-- Page --
Begin

When we booked this Poesia cruise, we were told that we had to begin the journey in Fort Lauderdale. Which was fine by us. Even though we live in Baltimore, less than four hours from Manhattan, I find it easier to go to FLL than to negotiate the craziness of New York. Also, we were hoping for at least one day of sunshine at the pool. Which never happened before stormy weather took over.

 

Closer to departure, MSC changed its instructions. Departing from New York became an option, chosen by some 600 passengers who will be joining us today in Midtown Manhattan. Unlike, U.S.-formatted lines, MSC also made it possible for passengers to disembark at any of our European stops. A number of our fellow cruisers will leave the ship in Lisbon, instead of going all the way to Dover or the final destination, Kiel, near Hamburg.

End

-- Supplied data --
Begin

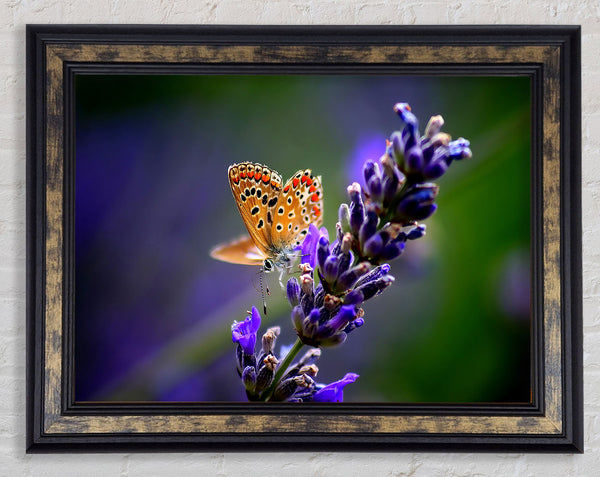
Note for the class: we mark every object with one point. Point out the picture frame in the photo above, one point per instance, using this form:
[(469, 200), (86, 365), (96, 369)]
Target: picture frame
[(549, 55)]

End
Begin

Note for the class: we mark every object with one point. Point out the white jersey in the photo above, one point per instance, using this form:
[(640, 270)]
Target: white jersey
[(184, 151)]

End
Begin

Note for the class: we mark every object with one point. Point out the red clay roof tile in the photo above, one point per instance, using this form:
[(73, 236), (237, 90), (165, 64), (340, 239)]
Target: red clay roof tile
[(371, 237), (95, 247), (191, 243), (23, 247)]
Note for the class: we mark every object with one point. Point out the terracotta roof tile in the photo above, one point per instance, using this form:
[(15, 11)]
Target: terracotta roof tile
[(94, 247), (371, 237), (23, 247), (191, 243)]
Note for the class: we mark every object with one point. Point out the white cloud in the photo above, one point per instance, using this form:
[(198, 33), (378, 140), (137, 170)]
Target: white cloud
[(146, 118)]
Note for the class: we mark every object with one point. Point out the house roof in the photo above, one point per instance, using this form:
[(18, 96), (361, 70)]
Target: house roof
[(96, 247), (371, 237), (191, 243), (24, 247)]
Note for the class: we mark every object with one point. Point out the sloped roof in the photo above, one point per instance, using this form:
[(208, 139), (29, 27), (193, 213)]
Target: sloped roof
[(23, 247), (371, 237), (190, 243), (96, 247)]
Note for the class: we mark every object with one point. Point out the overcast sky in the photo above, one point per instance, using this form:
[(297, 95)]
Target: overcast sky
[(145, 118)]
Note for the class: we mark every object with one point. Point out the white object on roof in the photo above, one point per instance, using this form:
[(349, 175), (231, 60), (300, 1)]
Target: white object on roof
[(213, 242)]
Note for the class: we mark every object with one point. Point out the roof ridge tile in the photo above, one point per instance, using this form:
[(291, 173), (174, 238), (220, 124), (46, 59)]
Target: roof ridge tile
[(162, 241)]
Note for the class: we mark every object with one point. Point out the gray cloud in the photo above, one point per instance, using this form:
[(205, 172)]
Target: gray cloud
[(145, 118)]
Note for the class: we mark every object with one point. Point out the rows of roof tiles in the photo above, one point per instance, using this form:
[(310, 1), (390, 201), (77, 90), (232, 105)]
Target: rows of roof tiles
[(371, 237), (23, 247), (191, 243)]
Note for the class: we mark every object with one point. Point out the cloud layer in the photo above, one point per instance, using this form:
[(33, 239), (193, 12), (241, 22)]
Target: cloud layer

End

-- Brief --
Carry on the account of the Poesia cruise from the point where it stops.

-- Response to the exercise --
I have done New York by ship often enough that I chose to experience the arrival this time from the comfort of our aft cabin. It was too chilly on this overcast morning to stay on the balcony. Instead, still in my pajamas, I watched as we passed underneath the Verrazzano Bridge, the Statue of Liberty, and other landmarks on our way to the pier around 57th Street.

 

This was a great perspective because the harbor became the focal point, instead of the Manhattan skyline. One can truly appreciate what a busy working harbor New York is as orange-colored Staten Island ferries and speed ferries from New Jersey shared the waterway with us, with dozens of freighters in the background. The perspective from the aft also enabled this visitor to marvel at the tremendous change that has occurred on the New Jersey side of the Hudson River, where several cities -- Jersey City, Union City, Frank Sinatra’s Hoboken, etc. -- have built glistening skylines that may not compete with Manhattan but are quite impressive on their own right.

 

Tonight, when we leave at 11 p.m., we’ll see the illuminated skyline panorama from our balcony.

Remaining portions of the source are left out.